Джордж Сондерс – Купание в пруду под дождем (страница 24)
Ну, можно было б сказать, что из почтения к читателю. Задав ряд вопросов («почему это важно – что Джейн опустилась на диван?» и так далее), мы послужили своего рода уполномоченным представителем читателя, которого считаем умным человеком с хорошим вкусом, то есть таким, кому не желали бы наскучить.
Рассмотрим вот такой фрагмент:
Войдя в ресторан, Джим заметил свою бывшую жену Сару, она сидела рядом с мужчиной, кому на вид было, по крайней мере, лет на двадцать меньше, чем ей. Джим глазам своим не поверил. Вот так потрясение – увидеть Сару с человеком настолько моложе и ее, и самого Джима, поскольку они с Сарой были одного возраста, – вот так потрясение; Джим даже выронил ключи от машины.
– Сэр, – произнес официант, – у вас упало, – и подал Джиму ключи.
Вы, наверное, заметили, как на вашем приборе стрелка упала в область «О», – может, даже пару раз (упала мощно, а потом еще чуть-чуть?).
А теперь взгляните на отредактированный вариант:
Войдя в ресторан, Джим заметил свою бывшую жену Сару: она сидела с мужчиной, кому на вид было по крайней мере лет на двадцать меньше, чем ей.
– Сэр, – произнес официант, – у вас упало, – и подал Джиму ключи от его машины.
Что же произошло? Я выкинул «Джим глазам своим не поверил. Вот так потрясение – увидеть Сару с человеком настолько моложе и ее, и самого Джима, поскольку они с Сарой были одного возраста, – вот так потрясение; Джим даже выронил ключи от машины».
Эти два варианта различаются в том, что в последний встроено больше уважения к вам, читатель. Представления о том, что «Джим не поверил своим глазам» и «Вот так потрясение», содержатся в действии: Джим выронил ключи. Я позволил себе считать, что вы сами поймете, что Джим с Сарой примерно одного возраста. В процессе я сэкономил себе (и вам) тридцать пять слов – едва ли не половину исходного фрагмента.

═══

(Цель задания):
Извлеките дословно из фрагмента о сокращении лишних слов ту часть, что открывается словами, в которых есть «А теперь взгляните», и завершается словами «мере лет на двадцать меньше, чем ей.».

(Состав набора данных):
═══

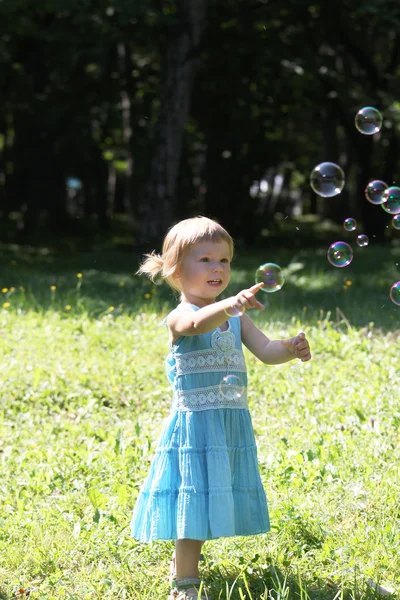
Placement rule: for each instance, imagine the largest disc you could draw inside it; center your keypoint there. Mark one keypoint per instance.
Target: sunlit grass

═══

(Письменный ответ):
А теперь взгляните на отредактированный вариант:
Войдя в ресторан, Джим заметил свою бывшую жену Сару: она сидела с мужчиной, кому на вид было по крайней мере лет на двадцать меньше, чем ей.